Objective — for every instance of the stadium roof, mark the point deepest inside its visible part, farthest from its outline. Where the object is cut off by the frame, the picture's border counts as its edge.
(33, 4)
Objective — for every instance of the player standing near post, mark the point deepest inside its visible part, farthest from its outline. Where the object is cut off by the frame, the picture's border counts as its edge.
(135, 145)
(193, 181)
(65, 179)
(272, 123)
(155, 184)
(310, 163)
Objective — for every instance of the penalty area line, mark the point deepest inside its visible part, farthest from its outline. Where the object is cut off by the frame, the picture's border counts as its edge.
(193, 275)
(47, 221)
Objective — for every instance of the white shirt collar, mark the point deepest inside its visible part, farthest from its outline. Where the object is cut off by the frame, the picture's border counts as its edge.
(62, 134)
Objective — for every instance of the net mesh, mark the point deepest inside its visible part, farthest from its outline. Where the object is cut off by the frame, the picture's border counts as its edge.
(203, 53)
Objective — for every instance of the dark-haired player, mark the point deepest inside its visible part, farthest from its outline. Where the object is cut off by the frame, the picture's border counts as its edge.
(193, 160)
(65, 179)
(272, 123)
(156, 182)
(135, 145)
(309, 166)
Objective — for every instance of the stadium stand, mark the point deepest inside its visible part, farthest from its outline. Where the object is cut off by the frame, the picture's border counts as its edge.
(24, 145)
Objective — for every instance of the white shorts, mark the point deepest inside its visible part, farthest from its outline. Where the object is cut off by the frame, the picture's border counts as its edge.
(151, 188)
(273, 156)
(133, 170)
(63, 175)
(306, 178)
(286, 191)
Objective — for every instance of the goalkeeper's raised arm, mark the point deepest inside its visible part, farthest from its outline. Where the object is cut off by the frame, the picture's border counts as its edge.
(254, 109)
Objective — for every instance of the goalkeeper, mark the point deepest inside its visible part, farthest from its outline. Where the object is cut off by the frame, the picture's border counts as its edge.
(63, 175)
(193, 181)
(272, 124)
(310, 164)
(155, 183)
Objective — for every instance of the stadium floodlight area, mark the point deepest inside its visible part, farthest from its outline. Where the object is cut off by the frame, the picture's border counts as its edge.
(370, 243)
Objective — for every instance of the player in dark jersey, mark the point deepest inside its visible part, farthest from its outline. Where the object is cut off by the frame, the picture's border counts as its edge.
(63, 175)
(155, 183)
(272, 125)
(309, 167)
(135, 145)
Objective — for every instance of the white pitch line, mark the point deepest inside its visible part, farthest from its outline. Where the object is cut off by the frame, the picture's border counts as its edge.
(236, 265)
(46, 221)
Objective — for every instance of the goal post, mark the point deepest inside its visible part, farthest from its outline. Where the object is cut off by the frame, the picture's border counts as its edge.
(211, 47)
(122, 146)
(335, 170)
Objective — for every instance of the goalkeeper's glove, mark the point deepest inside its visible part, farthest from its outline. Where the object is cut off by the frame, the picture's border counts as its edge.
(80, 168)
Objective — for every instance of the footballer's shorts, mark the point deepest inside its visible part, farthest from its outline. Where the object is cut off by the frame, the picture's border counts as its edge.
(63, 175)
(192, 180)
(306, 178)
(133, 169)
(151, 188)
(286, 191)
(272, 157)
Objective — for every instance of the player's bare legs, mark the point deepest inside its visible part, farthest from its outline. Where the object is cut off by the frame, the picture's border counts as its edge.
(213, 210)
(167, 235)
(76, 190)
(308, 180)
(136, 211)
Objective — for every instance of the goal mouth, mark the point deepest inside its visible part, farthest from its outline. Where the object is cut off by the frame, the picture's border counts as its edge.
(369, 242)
——————————
Exactly as they appear above, transcribe the records in full.

__Reply to the exercise__.
Objective — for every instance of the stadium roof, mark the point deepest inside its visible part, farthest from its outline. Where the object is cut off by the frame, the picture's border counts as its edge.
(33, 4)
Objective — for every instance of the player standing near post, mark the point deepest inside its visible part, farthest from its outline. Where the object is cut off by the frame, the picture's border counts as its edge.
(135, 145)
(193, 181)
(65, 179)
(272, 123)
(155, 184)
(310, 163)
Objective — for every instance of the penalty area line, mark the point deepest inside its visible part, farthest from its outline. Where the object is cut off by the frame, the picture's border counts as its edge.
(193, 275)
(47, 221)
Objective — for every instance of the white shirt collar, mark the point deepest inside its visible part, farthest from its outline. Where the object is cut off by the frame, the picture's border counts as its edge.
(62, 134)
Objective — for every instance of the net mesh, mark the point deepest inside its visible part, farthest from its outline. Where the object is cut off by the frame, the picture's border counts as its edge.
(203, 53)
Objective — for every instance of the dark-haired player, mark the point deepest inside its visible part, farthest from its outline. Where the object is cut off by the frame, the picture's border counts as its edge.
(193, 160)
(65, 179)
(272, 123)
(156, 182)
(135, 145)
(309, 166)
Objective — for every instance of the stadium stand, mark the point deepest inside its visible part, farthest from its outline. Where the object is cut off by the frame, the picture's border counts as its edge.
(24, 145)
Objective — for every instance of the white shorts, mark the point deepest inside its visible part, farthest from its outline. Where the object is cut off by the frame, the picture's border counts as its edge.
(151, 188)
(273, 156)
(133, 170)
(63, 175)
(306, 178)
(286, 191)
Objective — for every instance of the goalkeeper's raised arm, mark the point deepest inside its visible part, farthest from its outline. Where the object is cut off by the frame, the picture's border counts as its edge.
(254, 109)
Objective — for every instance of the goalkeeper, mark the point deepest inside its visible part, farthest from its outline. Where the object is cut off by the frame, the picture's border counts as its edge.
(63, 175)
(193, 181)
(272, 124)
(310, 164)
(155, 183)
Objective — for every instance of the stadium floodlight area, mark the point deepest inside its visible part, farthest from its outline. Where the object is cut off by the frame, the picture's border counts as its edge.
(370, 243)
Objective — for every instance of the player in dark jersey, mark the point deepest inside its visible part, farthest from its outline. Where the object is cut off by the frame, the picture's border counts as its edge.
(63, 175)
(155, 183)
(272, 125)
(309, 167)
(135, 145)
Objective — for every instance of the white pitch line, mark the point deepest inside its visible part, farthest from its outline. Where the object is cut off by the frame, the picture's border counts as its edge.
(236, 265)
(46, 221)
Objective — for every instance of the goal post, mark the point deepest inside its visible part, farthest from its outline. Where the object is cut off by the frame, the picture's border counts as its edge.
(211, 47)
(122, 146)
(335, 170)
Objective — for every instance of the goalkeeper's glove, mark the point deepest inside its visible part, farthest from its outline. Where the object is cut off by the frame, the picture's border counts as its edge.
(80, 168)
Objective — for every instance of the footballer's shorts, mark the point deepest inside its visible part, farthest from its outline. Where the object is cut off by the frame, the picture's border counts as its edge.
(63, 175)
(192, 180)
(306, 178)
(133, 169)
(151, 188)
(286, 191)
(272, 157)
Objective — for every instance of the player's bare legs, mark the point deepest inside its visible part, farthest from its outline. Where the object is cut off by the frame, the picture's border counts as its edge.
(213, 210)
(167, 235)
(76, 190)
(308, 180)
(136, 211)
Objective — for every instance of the goal mouth, mark the point deepest inside its visible part, farthest from its outline. Where the object is cut off by the frame, the picture's border counts as its edge.
(369, 242)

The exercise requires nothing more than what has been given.